Aufgaben ::
1) Stimmen diese Aussagen mit dem Bericht über das Modellprojekt „Familiale Pflege“ überein? (a) Das Projekt kommt von der Krankenkasse AOK Nordwest und der Universität Bielefeld. (b) Das Projekt läuft nur in Elmshorn. (c) Nach dem Krankenhausaufenthalt muss die Familie schnell entscheiden, wie der Pflegebedürftige weiter versorgt wird. Antworte jeweils mit Ja oder Nein und zitiere die entscheidenden Worte aus dem Bericht.
2) Führe den Bericht über das Modellprojekt „Familiale Pflege“ nach seinem letzten Satz weiter.

Regio Kliniken beteiligen sich an Modellprojekt, damit der Übergang vom Krankenhaus in die häusliche Betreuung gelingt

Elmshorn. Manchmal geht es schnell: ein Herzinfarkt oder ein Oberschenkelhalsbruch verändert das Leben für einen Menschen und seine Angehörigen von einem auf den anderen Tag. Nach dem Krankenhausaufenthalt muss die Familie schnell entscheiden, wie der Pflegebedürftige weiter versorgt wird – oft eine Herausforderung. Deshalb gibt es das landesweite Modellprojekt „Familiale Pflege“ der Krankenkasse AOK Nordwest und der Universität Bielefeld . Die Regio Kliniken unterstützen das Projekt, mit dem der Übergang vom Krankenhaus in die häusliche Pflege erleichtert werden soll.

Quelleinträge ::
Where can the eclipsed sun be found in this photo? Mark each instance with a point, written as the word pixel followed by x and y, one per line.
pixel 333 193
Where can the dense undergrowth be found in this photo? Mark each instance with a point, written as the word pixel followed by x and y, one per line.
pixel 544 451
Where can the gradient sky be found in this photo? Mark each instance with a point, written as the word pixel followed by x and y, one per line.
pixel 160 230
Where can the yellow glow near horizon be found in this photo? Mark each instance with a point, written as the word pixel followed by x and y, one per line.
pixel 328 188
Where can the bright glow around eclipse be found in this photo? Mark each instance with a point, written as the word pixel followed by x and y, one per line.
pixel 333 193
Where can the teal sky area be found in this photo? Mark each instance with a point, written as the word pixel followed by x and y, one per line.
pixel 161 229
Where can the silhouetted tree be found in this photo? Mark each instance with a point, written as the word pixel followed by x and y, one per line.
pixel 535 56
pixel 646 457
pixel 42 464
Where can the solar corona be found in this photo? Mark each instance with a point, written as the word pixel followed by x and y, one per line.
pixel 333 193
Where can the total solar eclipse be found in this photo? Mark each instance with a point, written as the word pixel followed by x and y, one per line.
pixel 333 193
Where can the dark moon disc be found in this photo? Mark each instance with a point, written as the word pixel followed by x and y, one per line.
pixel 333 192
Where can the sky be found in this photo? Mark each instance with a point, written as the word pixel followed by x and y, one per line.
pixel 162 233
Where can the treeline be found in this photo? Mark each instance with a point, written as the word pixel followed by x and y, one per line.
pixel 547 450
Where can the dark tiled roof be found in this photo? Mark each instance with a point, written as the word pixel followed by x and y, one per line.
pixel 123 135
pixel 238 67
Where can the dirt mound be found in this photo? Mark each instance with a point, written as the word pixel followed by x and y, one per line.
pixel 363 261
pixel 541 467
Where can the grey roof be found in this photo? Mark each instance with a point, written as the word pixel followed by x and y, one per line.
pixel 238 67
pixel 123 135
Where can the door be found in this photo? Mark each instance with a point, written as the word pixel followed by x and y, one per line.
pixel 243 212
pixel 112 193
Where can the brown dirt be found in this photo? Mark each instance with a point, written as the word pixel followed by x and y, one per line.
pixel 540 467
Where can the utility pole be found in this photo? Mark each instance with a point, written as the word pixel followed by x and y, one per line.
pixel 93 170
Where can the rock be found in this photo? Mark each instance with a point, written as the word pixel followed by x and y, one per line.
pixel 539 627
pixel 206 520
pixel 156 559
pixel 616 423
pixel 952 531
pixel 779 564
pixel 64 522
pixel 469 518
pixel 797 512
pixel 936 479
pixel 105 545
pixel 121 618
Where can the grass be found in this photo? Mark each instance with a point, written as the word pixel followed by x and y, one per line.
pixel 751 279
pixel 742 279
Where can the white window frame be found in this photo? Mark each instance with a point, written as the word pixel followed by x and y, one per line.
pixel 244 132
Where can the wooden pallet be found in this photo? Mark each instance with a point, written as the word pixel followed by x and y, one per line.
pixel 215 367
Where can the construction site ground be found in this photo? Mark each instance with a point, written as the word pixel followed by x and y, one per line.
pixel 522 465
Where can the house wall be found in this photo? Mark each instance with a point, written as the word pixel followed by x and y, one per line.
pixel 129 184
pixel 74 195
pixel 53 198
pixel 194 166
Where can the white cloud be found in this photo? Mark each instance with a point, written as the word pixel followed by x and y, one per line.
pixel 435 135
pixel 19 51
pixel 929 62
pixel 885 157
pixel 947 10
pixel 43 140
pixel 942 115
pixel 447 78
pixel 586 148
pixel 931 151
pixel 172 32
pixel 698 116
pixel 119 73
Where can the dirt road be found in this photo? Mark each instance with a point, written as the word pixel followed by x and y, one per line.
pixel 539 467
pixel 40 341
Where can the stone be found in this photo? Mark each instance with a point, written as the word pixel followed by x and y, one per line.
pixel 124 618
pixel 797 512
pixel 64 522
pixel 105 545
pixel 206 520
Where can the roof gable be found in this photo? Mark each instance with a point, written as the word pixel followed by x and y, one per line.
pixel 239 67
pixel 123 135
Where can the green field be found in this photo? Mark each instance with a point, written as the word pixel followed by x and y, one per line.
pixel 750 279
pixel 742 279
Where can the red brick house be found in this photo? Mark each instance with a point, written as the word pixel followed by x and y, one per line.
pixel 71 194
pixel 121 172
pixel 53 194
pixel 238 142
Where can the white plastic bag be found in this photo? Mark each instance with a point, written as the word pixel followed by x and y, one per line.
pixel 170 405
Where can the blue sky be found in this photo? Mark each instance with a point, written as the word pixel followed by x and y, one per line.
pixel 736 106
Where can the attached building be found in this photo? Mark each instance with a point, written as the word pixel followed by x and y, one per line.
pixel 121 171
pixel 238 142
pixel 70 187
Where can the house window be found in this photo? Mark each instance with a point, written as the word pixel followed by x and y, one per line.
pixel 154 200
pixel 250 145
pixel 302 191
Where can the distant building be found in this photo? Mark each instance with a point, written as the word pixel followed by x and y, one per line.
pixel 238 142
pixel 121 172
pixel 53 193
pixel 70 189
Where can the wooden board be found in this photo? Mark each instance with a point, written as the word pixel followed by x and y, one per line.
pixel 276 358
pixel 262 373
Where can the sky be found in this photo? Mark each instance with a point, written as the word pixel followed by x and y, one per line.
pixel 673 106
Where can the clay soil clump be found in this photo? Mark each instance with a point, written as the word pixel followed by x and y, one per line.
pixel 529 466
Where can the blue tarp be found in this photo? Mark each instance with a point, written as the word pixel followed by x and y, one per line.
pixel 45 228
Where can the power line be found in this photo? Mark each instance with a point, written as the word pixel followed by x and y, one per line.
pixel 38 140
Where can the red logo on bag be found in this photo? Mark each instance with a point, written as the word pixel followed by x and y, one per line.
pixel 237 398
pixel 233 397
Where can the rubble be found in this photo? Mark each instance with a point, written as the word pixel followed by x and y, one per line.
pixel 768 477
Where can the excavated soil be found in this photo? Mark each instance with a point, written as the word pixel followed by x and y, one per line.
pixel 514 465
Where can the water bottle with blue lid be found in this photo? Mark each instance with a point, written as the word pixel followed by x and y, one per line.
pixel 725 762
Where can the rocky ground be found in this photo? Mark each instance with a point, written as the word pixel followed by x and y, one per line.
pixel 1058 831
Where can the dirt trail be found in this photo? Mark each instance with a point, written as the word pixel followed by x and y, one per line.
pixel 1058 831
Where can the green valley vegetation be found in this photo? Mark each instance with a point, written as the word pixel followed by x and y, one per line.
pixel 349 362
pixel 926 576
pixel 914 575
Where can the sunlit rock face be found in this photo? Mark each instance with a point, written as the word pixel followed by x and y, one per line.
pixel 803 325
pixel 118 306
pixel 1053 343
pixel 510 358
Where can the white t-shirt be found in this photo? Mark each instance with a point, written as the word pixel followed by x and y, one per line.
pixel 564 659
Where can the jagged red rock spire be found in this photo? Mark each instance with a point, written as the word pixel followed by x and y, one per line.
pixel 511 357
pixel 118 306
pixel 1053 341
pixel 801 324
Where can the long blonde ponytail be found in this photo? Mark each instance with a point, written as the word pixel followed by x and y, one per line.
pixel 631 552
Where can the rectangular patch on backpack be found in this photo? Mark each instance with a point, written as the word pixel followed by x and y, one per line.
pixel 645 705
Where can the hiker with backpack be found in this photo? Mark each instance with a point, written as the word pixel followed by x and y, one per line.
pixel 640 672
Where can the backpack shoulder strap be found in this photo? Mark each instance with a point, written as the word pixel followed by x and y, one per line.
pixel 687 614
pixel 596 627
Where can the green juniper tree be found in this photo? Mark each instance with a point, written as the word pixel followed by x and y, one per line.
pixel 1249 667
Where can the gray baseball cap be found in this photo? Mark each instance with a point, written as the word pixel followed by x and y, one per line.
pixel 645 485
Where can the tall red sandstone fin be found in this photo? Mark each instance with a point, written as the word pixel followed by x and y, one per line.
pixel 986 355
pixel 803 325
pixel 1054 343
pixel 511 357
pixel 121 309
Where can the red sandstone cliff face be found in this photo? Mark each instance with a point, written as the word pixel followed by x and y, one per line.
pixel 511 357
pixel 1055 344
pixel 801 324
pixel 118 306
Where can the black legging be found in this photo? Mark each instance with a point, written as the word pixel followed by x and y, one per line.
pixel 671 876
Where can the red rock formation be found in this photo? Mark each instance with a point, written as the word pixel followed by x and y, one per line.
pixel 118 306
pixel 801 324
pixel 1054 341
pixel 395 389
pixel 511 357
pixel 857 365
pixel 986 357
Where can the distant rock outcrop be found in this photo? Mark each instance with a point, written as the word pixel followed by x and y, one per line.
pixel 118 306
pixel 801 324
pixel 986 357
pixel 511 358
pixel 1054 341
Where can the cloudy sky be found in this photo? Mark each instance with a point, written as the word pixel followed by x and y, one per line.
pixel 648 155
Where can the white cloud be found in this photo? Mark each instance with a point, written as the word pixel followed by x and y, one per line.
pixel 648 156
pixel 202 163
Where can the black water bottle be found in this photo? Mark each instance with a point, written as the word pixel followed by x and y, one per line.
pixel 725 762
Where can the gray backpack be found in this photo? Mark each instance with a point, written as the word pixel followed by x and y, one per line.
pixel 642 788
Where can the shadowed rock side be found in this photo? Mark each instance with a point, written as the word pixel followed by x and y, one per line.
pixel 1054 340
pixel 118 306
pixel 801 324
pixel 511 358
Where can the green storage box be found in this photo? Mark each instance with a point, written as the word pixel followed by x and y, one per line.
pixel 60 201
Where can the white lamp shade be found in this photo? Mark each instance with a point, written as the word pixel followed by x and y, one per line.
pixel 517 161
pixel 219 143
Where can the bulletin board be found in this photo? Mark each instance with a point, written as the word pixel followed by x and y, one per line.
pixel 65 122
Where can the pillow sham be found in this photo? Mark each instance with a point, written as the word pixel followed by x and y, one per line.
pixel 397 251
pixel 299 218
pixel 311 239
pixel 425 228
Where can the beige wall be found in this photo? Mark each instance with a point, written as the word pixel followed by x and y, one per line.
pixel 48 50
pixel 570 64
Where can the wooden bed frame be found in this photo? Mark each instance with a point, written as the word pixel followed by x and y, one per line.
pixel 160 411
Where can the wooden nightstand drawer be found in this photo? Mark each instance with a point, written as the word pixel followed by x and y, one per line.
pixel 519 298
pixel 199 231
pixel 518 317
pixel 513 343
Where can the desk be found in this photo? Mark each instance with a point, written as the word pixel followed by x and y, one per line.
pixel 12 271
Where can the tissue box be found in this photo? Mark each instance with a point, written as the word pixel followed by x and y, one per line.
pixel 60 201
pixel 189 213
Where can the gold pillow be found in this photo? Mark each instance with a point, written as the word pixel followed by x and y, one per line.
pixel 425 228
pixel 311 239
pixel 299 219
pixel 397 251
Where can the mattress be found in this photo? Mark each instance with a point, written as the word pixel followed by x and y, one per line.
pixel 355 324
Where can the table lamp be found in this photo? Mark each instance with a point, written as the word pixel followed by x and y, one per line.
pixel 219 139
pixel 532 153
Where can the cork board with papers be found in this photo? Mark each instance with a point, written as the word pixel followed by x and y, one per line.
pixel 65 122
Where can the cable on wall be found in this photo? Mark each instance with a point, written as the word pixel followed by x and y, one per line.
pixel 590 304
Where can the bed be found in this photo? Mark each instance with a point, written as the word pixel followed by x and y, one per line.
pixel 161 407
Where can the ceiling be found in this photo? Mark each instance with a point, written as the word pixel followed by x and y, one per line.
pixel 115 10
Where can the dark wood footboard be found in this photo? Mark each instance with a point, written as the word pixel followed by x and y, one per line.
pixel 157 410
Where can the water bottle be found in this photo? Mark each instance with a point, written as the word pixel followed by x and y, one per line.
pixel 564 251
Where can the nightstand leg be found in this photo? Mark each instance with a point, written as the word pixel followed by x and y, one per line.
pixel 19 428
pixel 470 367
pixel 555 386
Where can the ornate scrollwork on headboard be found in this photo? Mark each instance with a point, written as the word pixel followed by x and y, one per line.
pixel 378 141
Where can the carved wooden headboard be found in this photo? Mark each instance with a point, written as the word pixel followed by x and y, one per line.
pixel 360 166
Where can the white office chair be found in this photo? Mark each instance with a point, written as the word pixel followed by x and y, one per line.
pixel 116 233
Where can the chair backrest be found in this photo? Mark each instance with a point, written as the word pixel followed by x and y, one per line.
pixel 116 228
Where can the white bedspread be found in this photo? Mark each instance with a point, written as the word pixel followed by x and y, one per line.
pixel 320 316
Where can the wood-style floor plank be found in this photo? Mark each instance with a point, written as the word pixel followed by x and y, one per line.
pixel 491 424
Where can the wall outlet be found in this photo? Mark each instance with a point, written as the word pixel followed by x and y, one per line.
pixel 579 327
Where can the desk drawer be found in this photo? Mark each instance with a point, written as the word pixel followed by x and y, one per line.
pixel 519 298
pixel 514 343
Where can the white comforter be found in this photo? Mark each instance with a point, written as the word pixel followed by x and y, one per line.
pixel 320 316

Antworten ::
1)
(a) Ja: „der Krankenkasse AOK Nordwest und der Universität Bielefeld“
(b) Nein: „das landesweite Modellprojekt“
(c) Ja: „muss die Familie schnell entscheiden, wie der Pflegebedürftige weiter versorgt wird“

2)
Im Mittelpunkt stehen Pflegetrainings. Bisher wurden Angehörige im Krankenhaus auf die Situation zu Hause vorbereitet. Damit endete die Hilfe. Viele Angehörige fühlten sich überfordert,, waren nach kurzer Zeit mit dem Patienten zurück im Krankenhaus. „Diesen Drehtüreffekt als Folge von Überlastung und Pflegefehler wollen wir künftig minimieren, indem wir pflegerische Kompetenzen vermitteln“, sagt AOK-Regionaldirektor Alf Jark. Er hofft, dass die Pflege allein durch die Angehörigen weiter gestärkt wird. In Schleswig-Holstein liegt deren Anteil bei 39,5 Prozent, Schlusslicht im Vergleich mit anderen Bundesländern.

In Deutschland sind 2,5 Millionen Menschen pflegebedürftig. Von 80.000 Pflegebedürftigen in Schleswig-Holstein wurden im Jahr 2011 immerhin 48.000 zu Hause versorgt. Davon erhielten 16.000 zusätzlich Unterstützung durch ambulante Pflegedienste.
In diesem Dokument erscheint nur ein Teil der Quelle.